Position annotation records.

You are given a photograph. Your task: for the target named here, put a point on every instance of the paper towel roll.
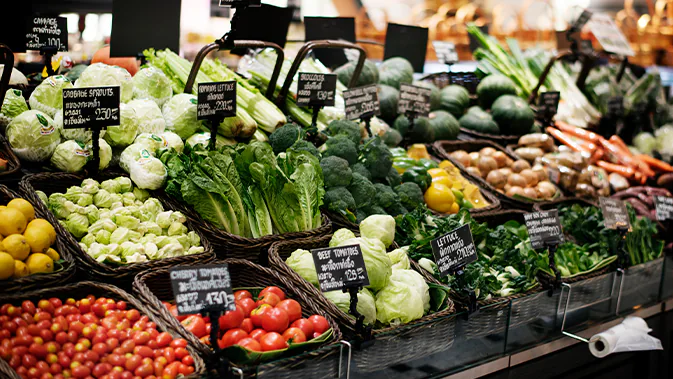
(630, 335)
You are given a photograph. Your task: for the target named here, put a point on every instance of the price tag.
(340, 267)
(414, 99)
(216, 100)
(446, 52)
(454, 249)
(47, 32)
(609, 35)
(198, 287)
(316, 90)
(362, 102)
(664, 207)
(90, 107)
(544, 228)
(615, 215)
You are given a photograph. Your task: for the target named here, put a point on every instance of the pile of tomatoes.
(271, 322)
(88, 338)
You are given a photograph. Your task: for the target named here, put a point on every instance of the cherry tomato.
(272, 341)
(231, 337)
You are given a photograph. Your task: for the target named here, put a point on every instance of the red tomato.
(257, 313)
(275, 320)
(320, 324)
(272, 341)
(247, 305)
(232, 319)
(273, 289)
(249, 343)
(242, 294)
(195, 325)
(231, 337)
(268, 298)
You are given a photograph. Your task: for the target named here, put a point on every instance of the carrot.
(654, 163)
(577, 132)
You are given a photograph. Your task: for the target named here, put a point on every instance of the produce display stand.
(81, 290)
(30, 282)
(120, 275)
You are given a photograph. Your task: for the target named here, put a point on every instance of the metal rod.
(319, 44)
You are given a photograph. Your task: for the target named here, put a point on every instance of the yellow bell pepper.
(439, 198)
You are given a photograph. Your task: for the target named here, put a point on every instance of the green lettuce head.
(152, 84)
(100, 74)
(33, 136)
(180, 115)
(377, 262)
(125, 133)
(149, 116)
(48, 96)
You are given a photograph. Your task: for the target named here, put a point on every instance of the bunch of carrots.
(610, 154)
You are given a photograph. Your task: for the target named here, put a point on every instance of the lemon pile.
(25, 241)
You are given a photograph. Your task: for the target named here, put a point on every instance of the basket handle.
(303, 52)
(7, 57)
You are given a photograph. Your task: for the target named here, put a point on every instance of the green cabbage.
(151, 83)
(33, 136)
(48, 96)
(180, 115)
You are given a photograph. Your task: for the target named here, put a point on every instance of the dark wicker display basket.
(153, 287)
(121, 275)
(394, 344)
(444, 150)
(81, 290)
(40, 280)
(228, 245)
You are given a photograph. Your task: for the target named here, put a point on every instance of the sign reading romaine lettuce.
(47, 32)
(454, 249)
(91, 107)
(199, 287)
(340, 267)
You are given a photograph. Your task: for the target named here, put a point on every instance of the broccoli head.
(410, 195)
(346, 128)
(342, 147)
(377, 157)
(284, 137)
(303, 145)
(336, 172)
(340, 201)
(363, 191)
(362, 170)
(385, 196)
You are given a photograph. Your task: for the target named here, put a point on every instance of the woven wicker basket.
(444, 149)
(81, 290)
(40, 280)
(232, 246)
(119, 275)
(153, 287)
(393, 345)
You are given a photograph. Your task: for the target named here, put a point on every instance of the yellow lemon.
(12, 221)
(53, 254)
(6, 266)
(24, 207)
(20, 269)
(16, 246)
(39, 263)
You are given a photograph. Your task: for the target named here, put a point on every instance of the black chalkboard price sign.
(454, 249)
(340, 267)
(216, 100)
(197, 288)
(414, 99)
(47, 32)
(544, 228)
(316, 90)
(362, 102)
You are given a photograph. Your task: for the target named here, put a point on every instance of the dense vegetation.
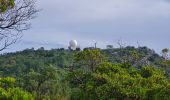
(94, 74)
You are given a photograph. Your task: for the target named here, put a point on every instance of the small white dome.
(73, 44)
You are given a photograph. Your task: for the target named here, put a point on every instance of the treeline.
(95, 74)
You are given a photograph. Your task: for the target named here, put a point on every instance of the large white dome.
(73, 44)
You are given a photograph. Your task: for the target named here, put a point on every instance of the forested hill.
(94, 74)
(63, 57)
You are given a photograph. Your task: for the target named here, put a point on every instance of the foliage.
(96, 74)
(9, 92)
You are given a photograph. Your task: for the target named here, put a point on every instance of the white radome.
(73, 44)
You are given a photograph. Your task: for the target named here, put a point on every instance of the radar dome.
(73, 44)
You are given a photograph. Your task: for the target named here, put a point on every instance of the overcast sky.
(103, 21)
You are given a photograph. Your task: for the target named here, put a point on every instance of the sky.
(135, 22)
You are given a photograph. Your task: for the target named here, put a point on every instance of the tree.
(89, 58)
(5, 4)
(15, 20)
(165, 53)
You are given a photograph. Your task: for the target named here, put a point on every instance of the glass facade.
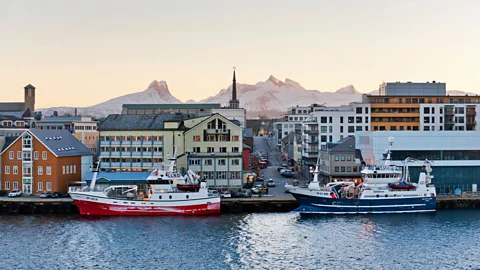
(437, 155)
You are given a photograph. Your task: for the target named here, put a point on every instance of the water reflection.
(445, 240)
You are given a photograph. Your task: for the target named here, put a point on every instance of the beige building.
(339, 161)
(214, 151)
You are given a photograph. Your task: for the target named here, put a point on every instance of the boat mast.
(95, 174)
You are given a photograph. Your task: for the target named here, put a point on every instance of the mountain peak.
(275, 81)
(292, 83)
(349, 89)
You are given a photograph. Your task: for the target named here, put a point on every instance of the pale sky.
(80, 53)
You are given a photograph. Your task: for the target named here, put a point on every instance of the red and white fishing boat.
(169, 193)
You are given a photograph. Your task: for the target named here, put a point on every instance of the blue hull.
(312, 204)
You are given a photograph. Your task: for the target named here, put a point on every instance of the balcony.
(217, 131)
(311, 131)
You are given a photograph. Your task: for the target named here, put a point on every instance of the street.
(266, 145)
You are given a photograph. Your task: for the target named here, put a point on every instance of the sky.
(80, 53)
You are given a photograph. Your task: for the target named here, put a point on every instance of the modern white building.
(455, 155)
(449, 116)
(331, 124)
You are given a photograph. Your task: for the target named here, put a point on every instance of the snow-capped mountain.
(274, 95)
(157, 92)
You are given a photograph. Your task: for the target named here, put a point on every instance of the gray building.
(340, 161)
(413, 89)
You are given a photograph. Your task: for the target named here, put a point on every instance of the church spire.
(234, 103)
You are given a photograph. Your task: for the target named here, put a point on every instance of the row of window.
(131, 149)
(212, 150)
(347, 169)
(216, 138)
(26, 155)
(437, 155)
(39, 185)
(133, 160)
(209, 162)
(344, 157)
(219, 175)
(27, 171)
(69, 169)
(131, 138)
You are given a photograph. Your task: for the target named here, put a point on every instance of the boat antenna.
(95, 174)
(316, 171)
(390, 142)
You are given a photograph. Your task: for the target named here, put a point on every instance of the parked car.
(287, 174)
(270, 183)
(260, 189)
(212, 192)
(57, 194)
(225, 194)
(15, 193)
(45, 195)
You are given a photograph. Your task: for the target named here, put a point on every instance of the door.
(27, 188)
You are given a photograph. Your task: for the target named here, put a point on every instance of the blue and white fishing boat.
(384, 189)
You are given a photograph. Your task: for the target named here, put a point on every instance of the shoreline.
(35, 205)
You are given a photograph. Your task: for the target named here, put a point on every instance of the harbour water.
(441, 240)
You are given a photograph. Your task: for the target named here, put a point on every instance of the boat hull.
(97, 206)
(323, 205)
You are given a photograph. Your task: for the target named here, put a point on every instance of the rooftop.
(140, 121)
(173, 106)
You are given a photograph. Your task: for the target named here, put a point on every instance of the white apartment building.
(331, 124)
(451, 116)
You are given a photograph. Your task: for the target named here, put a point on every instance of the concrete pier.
(35, 205)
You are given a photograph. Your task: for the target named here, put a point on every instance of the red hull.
(103, 209)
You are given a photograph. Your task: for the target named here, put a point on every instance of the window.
(194, 162)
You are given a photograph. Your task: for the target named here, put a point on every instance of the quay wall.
(229, 205)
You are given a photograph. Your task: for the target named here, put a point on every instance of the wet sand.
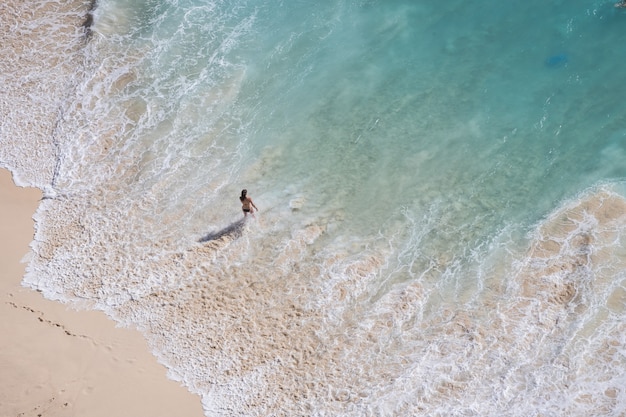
(55, 361)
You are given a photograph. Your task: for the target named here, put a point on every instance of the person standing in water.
(247, 204)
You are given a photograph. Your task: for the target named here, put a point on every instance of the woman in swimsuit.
(247, 204)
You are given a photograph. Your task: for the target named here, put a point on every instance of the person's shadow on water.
(233, 230)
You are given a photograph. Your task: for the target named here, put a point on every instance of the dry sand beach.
(59, 362)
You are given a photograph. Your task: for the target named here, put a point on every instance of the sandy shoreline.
(59, 362)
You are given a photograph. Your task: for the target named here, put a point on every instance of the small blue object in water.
(556, 61)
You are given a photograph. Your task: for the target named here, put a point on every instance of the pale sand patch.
(57, 362)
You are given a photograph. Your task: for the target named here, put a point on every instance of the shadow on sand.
(233, 230)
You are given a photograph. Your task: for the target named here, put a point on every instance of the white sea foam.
(388, 271)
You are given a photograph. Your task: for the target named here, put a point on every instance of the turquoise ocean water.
(440, 189)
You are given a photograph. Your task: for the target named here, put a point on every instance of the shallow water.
(440, 193)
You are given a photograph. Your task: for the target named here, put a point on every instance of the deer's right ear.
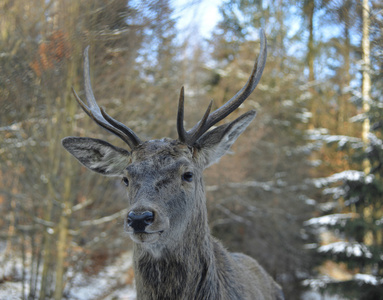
(98, 155)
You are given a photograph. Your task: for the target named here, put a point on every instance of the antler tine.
(99, 115)
(219, 114)
(182, 134)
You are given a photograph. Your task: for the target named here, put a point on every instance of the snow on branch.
(104, 219)
(348, 175)
(368, 279)
(329, 220)
(342, 140)
(350, 249)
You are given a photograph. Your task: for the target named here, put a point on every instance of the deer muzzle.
(138, 221)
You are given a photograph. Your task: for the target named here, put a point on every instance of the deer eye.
(125, 180)
(187, 176)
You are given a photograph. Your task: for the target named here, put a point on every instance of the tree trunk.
(366, 80)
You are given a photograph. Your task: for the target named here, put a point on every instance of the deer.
(174, 254)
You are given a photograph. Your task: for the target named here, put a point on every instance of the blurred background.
(301, 191)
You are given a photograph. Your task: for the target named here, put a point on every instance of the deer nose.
(139, 221)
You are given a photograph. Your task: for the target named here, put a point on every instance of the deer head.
(163, 177)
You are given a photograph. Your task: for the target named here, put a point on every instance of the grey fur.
(176, 257)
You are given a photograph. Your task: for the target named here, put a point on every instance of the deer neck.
(188, 264)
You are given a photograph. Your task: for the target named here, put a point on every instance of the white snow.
(329, 220)
(348, 175)
(348, 248)
(368, 278)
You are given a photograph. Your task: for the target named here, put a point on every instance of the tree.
(260, 207)
(59, 213)
(356, 211)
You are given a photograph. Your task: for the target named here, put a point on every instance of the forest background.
(302, 190)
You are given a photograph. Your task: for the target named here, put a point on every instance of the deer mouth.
(145, 237)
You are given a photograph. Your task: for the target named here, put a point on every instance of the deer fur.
(175, 256)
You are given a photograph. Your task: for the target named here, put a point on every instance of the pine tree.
(355, 214)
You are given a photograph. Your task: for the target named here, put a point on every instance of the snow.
(348, 248)
(368, 279)
(107, 282)
(110, 283)
(329, 220)
(342, 140)
(348, 175)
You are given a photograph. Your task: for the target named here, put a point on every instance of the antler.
(208, 120)
(99, 115)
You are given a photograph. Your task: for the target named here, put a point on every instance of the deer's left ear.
(98, 155)
(215, 143)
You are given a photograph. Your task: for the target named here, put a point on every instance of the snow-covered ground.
(113, 282)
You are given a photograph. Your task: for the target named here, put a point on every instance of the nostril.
(138, 221)
(149, 217)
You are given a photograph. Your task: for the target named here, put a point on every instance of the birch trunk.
(366, 80)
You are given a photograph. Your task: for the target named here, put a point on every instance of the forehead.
(160, 154)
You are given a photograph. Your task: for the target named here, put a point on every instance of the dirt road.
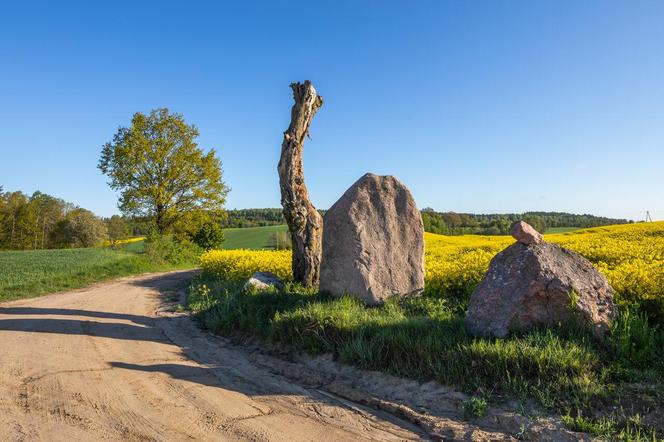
(104, 364)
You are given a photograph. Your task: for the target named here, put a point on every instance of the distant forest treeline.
(42, 221)
(446, 223)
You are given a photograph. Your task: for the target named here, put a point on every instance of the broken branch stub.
(304, 221)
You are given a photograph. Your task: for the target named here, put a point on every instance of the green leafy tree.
(160, 171)
(209, 236)
(117, 229)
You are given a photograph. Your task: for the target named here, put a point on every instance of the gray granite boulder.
(373, 242)
(539, 284)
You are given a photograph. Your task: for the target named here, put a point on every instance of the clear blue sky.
(477, 106)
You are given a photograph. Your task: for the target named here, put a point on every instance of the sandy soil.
(111, 362)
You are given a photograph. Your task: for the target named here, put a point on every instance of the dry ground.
(111, 362)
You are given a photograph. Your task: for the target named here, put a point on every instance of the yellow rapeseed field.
(631, 256)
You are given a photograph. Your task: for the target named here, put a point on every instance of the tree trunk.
(304, 221)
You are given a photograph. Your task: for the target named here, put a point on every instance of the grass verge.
(564, 369)
(36, 272)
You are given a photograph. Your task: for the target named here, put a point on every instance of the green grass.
(29, 273)
(561, 229)
(424, 338)
(250, 237)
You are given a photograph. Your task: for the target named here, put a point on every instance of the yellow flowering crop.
(631, 256)
(236, 264)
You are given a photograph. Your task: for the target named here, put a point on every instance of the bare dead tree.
(304, 221)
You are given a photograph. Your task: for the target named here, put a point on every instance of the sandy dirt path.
(104, 364)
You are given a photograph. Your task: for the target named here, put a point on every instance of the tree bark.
(304, 221)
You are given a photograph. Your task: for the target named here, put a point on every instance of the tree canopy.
(160, 171)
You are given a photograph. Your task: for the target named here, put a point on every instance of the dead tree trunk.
(304, 221)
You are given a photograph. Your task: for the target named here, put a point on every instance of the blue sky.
(476, 106)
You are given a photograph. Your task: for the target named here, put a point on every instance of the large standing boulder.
(373, 242)
(535, 283)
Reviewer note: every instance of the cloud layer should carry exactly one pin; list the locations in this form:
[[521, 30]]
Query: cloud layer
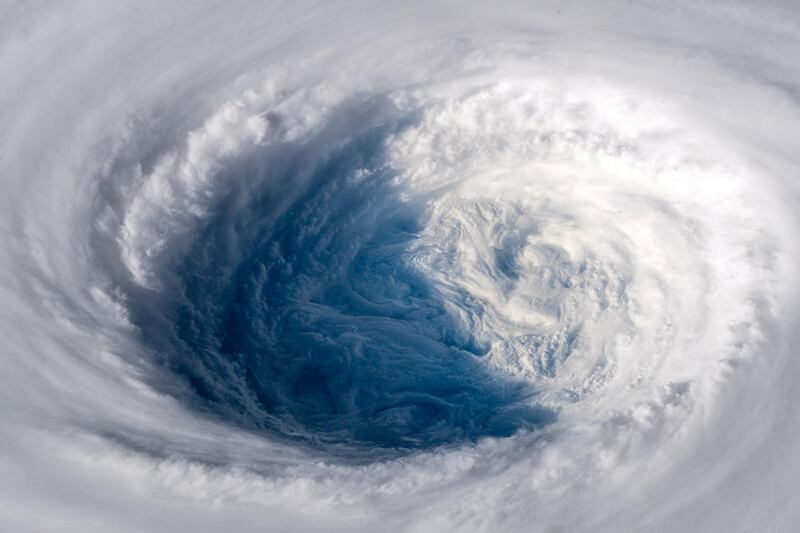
[[432, 267]]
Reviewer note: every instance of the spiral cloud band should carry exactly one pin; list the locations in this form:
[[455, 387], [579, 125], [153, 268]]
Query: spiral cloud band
[[425, 266]]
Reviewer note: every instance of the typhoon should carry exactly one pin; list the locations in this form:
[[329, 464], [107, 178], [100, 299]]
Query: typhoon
[[416, 267]]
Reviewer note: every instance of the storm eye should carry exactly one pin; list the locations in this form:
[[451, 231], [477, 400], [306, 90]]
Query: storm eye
[[308, 315]]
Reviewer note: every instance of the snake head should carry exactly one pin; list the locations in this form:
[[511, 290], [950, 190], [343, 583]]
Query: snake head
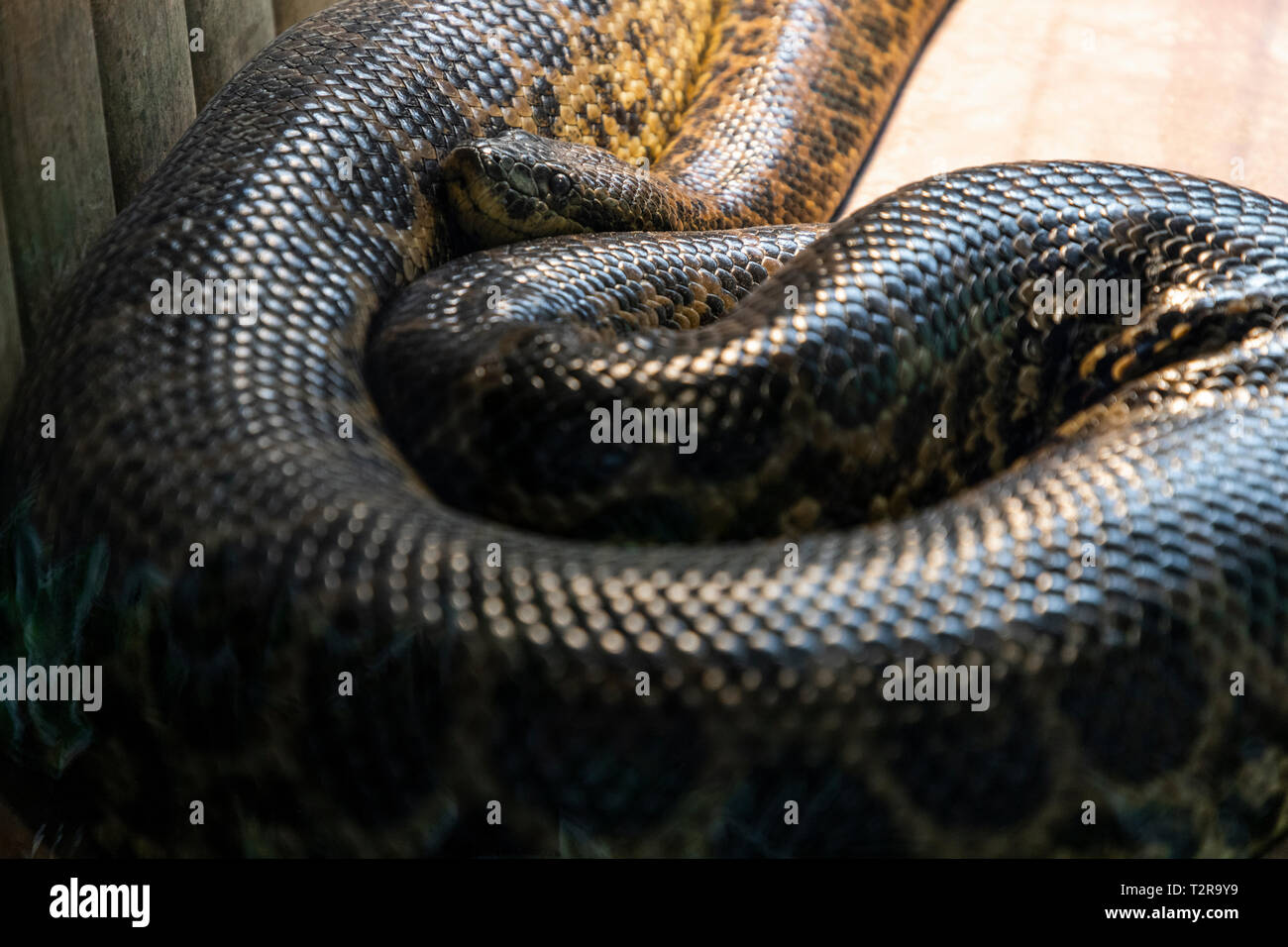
[[519, 185]]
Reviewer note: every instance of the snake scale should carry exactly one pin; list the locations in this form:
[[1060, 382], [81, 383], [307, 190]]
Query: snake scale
[[562, 646]]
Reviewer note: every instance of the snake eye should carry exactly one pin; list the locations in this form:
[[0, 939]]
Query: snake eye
[[561, 184]]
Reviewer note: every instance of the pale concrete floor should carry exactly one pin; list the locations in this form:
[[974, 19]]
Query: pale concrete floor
[[1190, 85], [1193, 85]]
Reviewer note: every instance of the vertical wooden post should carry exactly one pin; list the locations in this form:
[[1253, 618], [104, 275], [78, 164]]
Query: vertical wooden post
[[11, 333], [54, 170], [232, 31], [146, 75]]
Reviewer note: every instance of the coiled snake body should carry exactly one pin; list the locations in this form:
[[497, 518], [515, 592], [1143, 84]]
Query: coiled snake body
[[460, 644]]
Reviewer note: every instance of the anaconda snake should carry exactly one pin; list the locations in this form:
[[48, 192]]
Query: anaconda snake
[[1093, 509]]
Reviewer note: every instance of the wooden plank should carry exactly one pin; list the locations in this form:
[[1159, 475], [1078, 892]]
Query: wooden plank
[[54, 169], [232, 33], [146, 73], [11, 333], [291, 12]]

Stated task. Could you repeat, exactly and with nothing else, the lines from the one containing "large standing boulder." through the last line of the records above, leaving out the pictures?

Task response.
You are given a photograph. Your task: for the target named here, put a point on every instance of the large standing boulder.
(373, 242)
(535, 283)
Reviewer note: every instance of the cloud layer should carry exactly one pin; list the locations in this form:
[[521, 30]]
Query: cloud layer
[[432, 267]]
Reviewer note: every instance of the spiral cloud band should carry exactly one pin; list the locations in this form:
[[455, 387], [579, 125], [153, 268]]
Query: spiral cloud band
[[425, 266]]
Reviewer note: every instance of the typhoon should carry exactly one pin; list the locations in this form:
[[329, 464], [107, 178], [100, 299]]
Query: typhoon
[[416, 267]]
Reviewer note: every instance of the storm eye should carry exactly one pin; list the locations in this form:
[[451, 231], [477, 400], [306, 90]]
Query: storm eye
[[308, 315]]
Reviewer note: every instance of the snake head should carry exactly one pin; list the locations in this form:
[[511, 290], [950, 190], [343, 583]]
Query: snake head
[[519, 185]]
Reviewer note: every instance of the snake scale should carry exactly one pin; list the locations in this form:
[[1060, 382], [81, 383], [307, 190]]
Query: snake scale
[[562, 646]]
Reviewer note: every instance of the snake eye should carry exactly one pin; list the locations in this form:
[[0, 939]]
Query: snake eye
[[561, 184]]
Reviewer note: every instance of the pale concrete floor should carry exactly one pin; list the locations in this form:
[[974, 19]]
Query: pale concrete floor
[[1190, 85], [1193, 85]]
Reviewer note: every instance of the vertical wooden post should carry exactly one pin; list the locations in this form:
[[1253, 618], [104, 275], [78, 164]]
Query: vertical wooden post
[[11, 333], [54, 170], [232, 31], [146, 75]]
Reviewer note: every instance of the coiled snake body should carry exactly one pin; list the locations in this form:
[[497, 518], [515, 592], [1143, 84]]
Query: coiled snake body
[[460, 644]]
Reviewer note: every instance of the anaconda snake should carry exactly one pin; list the locations in this form:
[[48, 192]]
Query: anaconda snake
[[1093, 509]]
Reviewer note: every instance of the wooden plank should carry exactly one pin; list the locations in this form:
[[1159, 475], [1078, 892]]
Query: wooden plank
[[54, 169], [232, 33], [146, 73], [11, 333], [291, 12]]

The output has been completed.